Brief A> Please translate this sentence from the patch page into Spanish: "The lock sh->txpp.mutex was not correctly released on one path of cleanup function return, potentially causing the deadlock."
Brief B> On the patch page, what result does the ci/checkpatch check report?

Text segment>
□ □ □ □ □

[v5] net/mlx5: fix mutex unlock in txpp cleanup

Message ID 20211012100204.5569-1-cyeaa@connect.ust.hk (mailing list archive)
State Superseded, archived
Delegated to: Raslan Darawsheh
Headers
Series [v5] net/mlx5: fix mutex unlock in txpp cleanup |

Checks

Context Check Description
ci/checkpatch warning coding style issues
ci/github-robot: build success github build: passed
ci/Intel-compilation success Compilation OK
ci/iol-broadcom-Functional success Functional Testing PASS
ci/iol-broadcom-Performance success Performance Testing PASS
ci/iol-x86_64-compile-testing success Testing PASS
ci/iol-x86_64-unit-testing success Testing PASS
ci/iol-mellanox-Performance success Performance Testing PASS
ci/iol-aarch64-unit-testing success Testing PASS
ci/intel-Testing success Testing PASS
ci/iol-intel-Performance success Performance Testing PASS
ci/iol-intel-Functional success Functional Testing PASS
ci/iol-aarch64-compile-testing success Testing PASS

Commit Message

YE Chengfeng Oct. 12, 2021, 10:02 a.m. UTC
  The lock sh->txpp.mutex was not correctly released on one path
of cleanup function return, potentially causing the deadlock.

□ □ □ □ □

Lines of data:

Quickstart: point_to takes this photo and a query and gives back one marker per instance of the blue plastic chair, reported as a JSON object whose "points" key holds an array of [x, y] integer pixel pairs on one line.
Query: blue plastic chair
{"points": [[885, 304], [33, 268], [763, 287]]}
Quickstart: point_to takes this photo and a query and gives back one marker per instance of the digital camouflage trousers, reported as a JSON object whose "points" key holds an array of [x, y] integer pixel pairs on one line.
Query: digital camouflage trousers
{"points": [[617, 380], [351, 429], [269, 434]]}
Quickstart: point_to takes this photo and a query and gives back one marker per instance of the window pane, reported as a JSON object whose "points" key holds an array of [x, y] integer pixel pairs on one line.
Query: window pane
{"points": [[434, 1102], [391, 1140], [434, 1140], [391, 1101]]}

□ □ □ □ □

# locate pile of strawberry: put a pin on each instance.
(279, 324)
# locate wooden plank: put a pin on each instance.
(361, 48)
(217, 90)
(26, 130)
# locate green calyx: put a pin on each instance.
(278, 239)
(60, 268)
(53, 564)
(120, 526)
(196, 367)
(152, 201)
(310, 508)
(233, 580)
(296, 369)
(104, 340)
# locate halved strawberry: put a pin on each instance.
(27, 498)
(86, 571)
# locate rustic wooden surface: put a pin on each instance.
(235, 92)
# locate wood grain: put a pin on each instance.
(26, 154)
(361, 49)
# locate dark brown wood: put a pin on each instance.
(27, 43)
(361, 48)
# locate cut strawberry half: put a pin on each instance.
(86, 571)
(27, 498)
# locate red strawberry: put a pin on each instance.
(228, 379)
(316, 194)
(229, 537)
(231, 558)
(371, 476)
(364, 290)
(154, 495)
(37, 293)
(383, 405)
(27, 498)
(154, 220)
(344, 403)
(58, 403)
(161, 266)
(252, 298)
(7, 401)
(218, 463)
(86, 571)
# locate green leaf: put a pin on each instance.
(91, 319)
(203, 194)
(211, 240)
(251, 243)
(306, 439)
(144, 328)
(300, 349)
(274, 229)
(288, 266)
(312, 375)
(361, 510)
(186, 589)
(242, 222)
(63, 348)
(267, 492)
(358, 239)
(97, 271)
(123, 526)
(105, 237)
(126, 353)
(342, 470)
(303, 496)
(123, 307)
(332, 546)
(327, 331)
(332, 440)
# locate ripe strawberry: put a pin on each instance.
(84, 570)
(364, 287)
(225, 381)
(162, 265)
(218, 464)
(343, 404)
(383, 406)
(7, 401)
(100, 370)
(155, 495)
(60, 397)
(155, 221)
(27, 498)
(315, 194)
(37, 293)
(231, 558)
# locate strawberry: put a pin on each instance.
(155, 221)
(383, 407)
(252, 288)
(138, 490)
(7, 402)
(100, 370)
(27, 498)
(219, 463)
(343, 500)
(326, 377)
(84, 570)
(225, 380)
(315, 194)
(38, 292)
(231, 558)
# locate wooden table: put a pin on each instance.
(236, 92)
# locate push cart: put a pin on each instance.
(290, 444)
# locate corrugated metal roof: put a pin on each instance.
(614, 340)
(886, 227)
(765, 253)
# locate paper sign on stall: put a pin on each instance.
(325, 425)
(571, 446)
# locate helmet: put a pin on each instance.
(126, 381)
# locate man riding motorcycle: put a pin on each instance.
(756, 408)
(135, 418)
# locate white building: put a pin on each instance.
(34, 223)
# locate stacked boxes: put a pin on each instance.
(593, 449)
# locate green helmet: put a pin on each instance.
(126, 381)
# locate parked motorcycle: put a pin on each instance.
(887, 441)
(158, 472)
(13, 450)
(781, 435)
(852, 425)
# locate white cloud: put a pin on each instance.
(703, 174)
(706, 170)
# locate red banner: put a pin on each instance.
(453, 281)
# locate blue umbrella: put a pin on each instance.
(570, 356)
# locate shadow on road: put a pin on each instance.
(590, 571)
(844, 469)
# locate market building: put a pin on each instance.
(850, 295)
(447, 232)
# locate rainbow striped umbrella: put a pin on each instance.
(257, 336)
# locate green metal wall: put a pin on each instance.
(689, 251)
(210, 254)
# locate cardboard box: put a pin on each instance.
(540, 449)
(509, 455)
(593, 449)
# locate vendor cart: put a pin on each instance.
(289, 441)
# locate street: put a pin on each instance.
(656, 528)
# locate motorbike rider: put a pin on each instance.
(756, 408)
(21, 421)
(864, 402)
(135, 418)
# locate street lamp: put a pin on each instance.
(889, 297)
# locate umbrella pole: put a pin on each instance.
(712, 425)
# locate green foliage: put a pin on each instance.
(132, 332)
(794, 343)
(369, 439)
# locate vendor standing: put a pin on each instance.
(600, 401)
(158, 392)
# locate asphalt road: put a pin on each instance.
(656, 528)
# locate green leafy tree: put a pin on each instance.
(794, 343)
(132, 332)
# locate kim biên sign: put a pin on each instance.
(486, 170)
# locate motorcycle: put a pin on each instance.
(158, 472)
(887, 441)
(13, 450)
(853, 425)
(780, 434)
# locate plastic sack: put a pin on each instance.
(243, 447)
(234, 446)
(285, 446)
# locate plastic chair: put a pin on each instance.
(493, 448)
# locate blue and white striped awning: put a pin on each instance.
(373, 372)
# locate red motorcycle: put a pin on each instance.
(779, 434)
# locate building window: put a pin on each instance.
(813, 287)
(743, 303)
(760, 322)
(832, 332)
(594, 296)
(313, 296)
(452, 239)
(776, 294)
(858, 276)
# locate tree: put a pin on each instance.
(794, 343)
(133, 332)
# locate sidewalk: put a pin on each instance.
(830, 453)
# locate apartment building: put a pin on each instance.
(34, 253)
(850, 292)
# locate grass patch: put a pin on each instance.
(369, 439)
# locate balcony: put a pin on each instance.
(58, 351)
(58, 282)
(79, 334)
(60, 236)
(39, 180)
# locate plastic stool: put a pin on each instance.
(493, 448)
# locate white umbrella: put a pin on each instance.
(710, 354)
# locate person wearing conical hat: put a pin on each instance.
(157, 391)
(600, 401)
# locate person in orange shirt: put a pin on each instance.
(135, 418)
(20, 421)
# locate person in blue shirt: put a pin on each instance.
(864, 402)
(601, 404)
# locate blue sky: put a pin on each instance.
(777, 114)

□ □ □ □ □

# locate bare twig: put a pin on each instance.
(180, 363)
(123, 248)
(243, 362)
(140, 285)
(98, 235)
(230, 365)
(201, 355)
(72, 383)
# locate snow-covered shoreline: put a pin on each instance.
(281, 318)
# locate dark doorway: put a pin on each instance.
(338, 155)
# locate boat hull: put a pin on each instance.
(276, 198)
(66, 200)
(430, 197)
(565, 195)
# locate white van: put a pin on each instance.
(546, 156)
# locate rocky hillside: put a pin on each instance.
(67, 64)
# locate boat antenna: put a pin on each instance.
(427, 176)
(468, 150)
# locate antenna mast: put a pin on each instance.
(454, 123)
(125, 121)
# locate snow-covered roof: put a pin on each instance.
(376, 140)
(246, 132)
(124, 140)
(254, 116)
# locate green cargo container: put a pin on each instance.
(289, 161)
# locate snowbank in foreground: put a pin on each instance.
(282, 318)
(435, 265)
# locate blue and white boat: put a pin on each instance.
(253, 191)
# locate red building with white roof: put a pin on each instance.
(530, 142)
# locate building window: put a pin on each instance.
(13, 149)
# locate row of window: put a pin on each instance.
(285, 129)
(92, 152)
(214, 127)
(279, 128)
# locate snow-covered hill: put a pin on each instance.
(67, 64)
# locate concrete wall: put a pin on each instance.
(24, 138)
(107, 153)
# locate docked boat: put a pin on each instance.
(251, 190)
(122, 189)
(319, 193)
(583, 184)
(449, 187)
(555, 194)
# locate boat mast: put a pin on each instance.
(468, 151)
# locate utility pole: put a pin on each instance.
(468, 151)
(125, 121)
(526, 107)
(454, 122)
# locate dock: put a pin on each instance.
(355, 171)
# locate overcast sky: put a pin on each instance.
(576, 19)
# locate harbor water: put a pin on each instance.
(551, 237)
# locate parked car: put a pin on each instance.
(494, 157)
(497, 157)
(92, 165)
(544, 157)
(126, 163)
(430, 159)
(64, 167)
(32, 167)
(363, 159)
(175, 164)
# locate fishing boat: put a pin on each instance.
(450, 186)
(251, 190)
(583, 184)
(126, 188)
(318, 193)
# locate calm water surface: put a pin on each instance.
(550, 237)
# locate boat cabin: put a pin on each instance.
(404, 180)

□ □ □ □ □

Task result A> El bloqueo sh->txpp.mutex no se liberaba correctamente en una de las rutas de retorno de la función de limpieza, lo que podía provocar el interbloqueo.

Task result B> A warning for coding style issues.